[Work item] Show all lines of the entries in which the word "following" is found.

[Material shown]

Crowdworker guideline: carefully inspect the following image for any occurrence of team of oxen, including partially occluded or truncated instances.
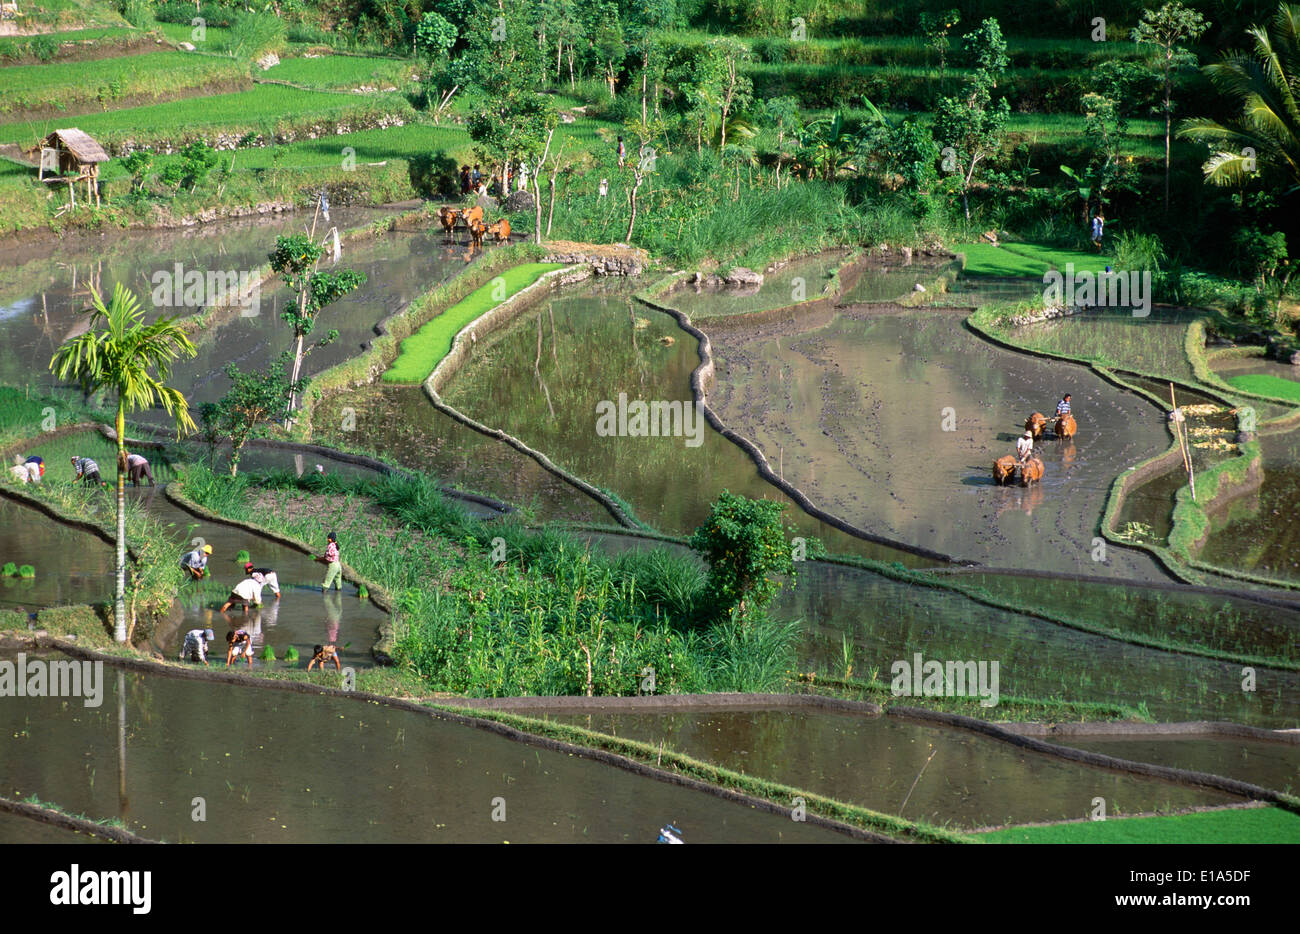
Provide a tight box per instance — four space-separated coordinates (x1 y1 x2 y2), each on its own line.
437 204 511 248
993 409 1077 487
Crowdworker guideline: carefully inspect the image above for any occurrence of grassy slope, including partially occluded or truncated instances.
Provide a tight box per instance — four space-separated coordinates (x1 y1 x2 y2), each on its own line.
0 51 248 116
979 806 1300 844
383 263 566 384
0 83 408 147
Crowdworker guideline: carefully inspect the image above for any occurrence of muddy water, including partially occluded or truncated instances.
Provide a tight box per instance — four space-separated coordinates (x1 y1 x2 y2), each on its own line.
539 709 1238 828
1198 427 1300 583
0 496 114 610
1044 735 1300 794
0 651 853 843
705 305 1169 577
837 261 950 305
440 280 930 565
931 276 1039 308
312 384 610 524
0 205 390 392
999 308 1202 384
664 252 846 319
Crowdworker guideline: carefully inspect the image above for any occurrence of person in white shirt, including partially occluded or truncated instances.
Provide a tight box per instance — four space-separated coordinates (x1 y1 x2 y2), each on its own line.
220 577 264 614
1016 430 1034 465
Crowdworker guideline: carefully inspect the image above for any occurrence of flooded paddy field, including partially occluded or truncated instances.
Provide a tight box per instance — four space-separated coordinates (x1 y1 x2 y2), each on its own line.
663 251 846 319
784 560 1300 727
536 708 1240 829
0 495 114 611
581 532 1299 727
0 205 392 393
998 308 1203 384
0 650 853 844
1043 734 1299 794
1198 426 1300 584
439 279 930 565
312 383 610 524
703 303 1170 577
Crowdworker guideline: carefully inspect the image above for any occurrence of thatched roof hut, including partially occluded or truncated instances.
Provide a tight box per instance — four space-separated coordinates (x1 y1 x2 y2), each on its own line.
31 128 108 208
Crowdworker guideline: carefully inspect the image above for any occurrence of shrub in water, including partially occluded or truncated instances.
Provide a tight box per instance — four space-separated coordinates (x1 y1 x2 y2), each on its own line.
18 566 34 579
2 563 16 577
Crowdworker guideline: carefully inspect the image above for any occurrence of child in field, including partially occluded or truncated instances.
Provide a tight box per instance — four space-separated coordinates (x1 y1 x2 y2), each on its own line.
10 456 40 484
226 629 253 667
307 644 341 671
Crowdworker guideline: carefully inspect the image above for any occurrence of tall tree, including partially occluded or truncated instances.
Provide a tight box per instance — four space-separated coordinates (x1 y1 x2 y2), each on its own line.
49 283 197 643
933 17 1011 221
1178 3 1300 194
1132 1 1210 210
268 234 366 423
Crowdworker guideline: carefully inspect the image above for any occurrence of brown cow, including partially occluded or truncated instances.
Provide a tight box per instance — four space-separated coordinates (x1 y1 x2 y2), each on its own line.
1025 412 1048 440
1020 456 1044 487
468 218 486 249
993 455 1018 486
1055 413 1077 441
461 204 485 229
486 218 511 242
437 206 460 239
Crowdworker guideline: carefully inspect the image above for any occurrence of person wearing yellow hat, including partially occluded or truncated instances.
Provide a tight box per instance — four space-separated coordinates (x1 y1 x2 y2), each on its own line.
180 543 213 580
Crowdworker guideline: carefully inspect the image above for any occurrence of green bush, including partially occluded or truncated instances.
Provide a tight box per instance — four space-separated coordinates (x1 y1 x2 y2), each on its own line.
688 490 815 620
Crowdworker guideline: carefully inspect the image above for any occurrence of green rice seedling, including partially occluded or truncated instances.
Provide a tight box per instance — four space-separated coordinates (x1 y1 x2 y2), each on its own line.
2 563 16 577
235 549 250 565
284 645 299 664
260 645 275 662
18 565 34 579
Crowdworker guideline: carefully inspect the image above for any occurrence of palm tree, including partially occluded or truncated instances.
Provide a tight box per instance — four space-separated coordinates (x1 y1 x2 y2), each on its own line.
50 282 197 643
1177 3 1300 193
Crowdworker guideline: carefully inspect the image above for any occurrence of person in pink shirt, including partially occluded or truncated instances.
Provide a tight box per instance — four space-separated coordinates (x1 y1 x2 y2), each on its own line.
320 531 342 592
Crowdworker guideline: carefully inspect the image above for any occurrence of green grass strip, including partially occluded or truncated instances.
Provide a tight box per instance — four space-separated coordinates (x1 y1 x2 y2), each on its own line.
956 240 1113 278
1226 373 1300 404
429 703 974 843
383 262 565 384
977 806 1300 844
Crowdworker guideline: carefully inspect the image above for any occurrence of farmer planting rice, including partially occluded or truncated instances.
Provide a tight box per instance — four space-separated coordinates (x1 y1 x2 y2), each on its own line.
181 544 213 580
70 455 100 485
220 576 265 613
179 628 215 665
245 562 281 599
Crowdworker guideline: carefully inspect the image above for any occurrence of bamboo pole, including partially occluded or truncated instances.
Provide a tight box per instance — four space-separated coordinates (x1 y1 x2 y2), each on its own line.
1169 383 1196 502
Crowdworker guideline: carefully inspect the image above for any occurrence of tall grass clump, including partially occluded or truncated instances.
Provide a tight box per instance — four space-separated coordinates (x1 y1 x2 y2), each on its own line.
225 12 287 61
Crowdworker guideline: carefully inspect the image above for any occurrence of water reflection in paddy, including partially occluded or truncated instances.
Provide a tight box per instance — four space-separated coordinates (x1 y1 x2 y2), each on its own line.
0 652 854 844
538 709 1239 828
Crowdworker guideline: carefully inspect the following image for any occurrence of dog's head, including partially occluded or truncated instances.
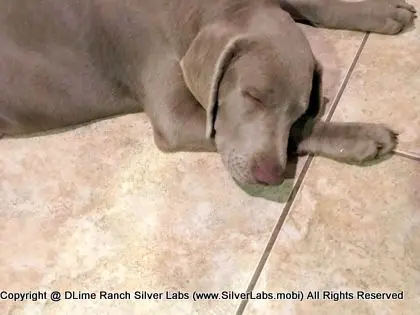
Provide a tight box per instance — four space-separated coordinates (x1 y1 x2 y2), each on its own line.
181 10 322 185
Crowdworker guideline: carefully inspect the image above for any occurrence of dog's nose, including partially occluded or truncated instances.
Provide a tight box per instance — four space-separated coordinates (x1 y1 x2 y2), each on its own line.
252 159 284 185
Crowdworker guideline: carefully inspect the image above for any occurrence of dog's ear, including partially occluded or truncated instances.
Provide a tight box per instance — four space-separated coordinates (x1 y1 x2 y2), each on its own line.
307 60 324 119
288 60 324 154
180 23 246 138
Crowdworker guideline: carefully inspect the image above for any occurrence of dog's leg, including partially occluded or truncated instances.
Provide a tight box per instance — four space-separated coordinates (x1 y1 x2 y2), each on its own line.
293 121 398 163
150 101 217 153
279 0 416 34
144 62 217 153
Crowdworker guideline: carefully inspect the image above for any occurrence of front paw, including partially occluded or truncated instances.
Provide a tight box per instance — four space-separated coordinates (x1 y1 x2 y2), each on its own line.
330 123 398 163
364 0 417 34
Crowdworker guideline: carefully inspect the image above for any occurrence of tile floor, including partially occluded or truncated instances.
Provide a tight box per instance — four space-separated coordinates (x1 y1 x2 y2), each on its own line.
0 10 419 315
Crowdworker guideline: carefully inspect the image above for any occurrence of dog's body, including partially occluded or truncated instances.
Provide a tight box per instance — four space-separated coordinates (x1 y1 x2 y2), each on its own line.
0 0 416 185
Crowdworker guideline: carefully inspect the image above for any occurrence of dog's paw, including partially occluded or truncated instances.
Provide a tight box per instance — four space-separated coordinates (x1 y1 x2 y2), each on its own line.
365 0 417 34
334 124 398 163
---
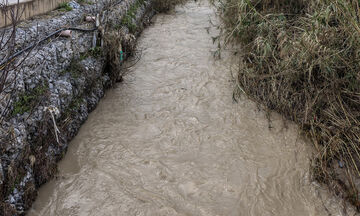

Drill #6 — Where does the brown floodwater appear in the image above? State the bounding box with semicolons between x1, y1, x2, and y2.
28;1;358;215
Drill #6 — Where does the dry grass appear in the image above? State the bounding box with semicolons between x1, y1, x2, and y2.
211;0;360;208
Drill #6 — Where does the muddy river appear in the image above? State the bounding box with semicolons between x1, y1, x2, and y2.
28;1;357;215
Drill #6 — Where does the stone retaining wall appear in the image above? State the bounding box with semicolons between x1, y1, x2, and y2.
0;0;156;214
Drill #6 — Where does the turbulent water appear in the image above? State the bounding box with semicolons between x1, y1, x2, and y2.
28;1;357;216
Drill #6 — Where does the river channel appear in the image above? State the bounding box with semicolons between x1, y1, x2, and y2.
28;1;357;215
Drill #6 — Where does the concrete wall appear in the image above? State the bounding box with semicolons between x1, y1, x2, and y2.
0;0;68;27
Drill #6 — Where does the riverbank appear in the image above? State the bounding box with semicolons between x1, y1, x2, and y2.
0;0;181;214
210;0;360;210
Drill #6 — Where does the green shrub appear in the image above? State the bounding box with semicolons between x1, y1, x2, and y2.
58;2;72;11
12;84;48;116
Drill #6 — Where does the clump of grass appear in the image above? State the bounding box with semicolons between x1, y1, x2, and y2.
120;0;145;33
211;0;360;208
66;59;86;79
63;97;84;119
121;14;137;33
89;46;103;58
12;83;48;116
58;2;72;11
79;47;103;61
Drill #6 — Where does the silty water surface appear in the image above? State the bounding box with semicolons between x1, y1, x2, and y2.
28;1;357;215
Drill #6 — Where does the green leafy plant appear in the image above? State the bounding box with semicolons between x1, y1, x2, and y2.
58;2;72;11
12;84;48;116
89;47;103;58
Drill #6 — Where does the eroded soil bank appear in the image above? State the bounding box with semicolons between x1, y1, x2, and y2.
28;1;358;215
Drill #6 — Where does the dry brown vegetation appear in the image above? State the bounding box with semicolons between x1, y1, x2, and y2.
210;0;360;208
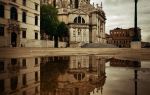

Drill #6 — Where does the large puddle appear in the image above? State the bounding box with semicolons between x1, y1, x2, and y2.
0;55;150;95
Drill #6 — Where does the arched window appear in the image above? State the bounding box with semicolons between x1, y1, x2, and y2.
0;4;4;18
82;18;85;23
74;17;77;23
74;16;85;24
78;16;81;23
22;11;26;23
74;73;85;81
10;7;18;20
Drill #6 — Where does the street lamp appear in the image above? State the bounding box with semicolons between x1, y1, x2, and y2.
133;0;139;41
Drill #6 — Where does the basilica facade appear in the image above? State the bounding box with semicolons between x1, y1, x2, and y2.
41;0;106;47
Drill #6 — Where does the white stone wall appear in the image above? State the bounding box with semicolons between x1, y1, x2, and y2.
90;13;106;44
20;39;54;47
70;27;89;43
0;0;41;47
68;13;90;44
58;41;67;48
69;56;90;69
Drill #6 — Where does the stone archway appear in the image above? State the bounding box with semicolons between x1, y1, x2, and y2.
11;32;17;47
...
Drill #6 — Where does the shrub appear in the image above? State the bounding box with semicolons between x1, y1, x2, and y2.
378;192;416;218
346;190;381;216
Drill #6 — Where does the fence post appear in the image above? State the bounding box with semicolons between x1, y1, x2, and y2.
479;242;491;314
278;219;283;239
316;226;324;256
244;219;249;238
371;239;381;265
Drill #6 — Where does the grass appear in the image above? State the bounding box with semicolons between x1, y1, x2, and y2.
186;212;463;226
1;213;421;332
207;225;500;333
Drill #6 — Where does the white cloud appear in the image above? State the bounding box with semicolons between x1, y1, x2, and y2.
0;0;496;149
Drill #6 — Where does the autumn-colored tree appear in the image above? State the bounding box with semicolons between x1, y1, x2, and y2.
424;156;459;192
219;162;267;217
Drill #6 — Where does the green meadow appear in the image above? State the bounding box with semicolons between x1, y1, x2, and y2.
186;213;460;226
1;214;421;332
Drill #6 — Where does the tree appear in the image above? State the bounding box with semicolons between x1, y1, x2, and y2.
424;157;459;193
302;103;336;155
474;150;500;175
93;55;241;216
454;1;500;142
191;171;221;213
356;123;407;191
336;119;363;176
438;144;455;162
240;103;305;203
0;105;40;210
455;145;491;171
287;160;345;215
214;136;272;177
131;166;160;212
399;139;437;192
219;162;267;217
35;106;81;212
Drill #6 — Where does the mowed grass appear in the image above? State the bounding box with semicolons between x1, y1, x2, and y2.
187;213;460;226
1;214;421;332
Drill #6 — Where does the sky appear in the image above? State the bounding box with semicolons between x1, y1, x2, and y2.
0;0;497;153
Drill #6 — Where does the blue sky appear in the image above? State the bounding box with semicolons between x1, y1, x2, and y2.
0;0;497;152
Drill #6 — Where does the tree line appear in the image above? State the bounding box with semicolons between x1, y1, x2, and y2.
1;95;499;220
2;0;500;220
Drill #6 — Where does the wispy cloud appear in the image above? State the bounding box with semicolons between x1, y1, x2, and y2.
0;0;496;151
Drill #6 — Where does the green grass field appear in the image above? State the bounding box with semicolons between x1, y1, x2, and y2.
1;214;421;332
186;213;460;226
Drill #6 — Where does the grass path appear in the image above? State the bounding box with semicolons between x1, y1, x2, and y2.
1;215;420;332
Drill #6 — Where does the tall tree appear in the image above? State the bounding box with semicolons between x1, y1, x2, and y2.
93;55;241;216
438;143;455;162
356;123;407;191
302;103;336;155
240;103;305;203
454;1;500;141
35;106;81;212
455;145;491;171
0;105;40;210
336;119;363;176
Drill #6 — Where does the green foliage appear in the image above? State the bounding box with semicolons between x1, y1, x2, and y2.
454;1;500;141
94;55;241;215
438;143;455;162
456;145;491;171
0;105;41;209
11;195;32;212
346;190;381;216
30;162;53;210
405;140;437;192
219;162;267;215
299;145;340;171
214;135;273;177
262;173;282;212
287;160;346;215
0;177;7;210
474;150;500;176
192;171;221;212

[Response to the exercise]
Crowdworker guideline: carefully inspect the following image for any occurrence of team of oxen, including partially occluded or truncated instances.
Crowdworker guideline: carefully inspect the following image for any occurrence of dog's head, including partially occluded or truncated instances.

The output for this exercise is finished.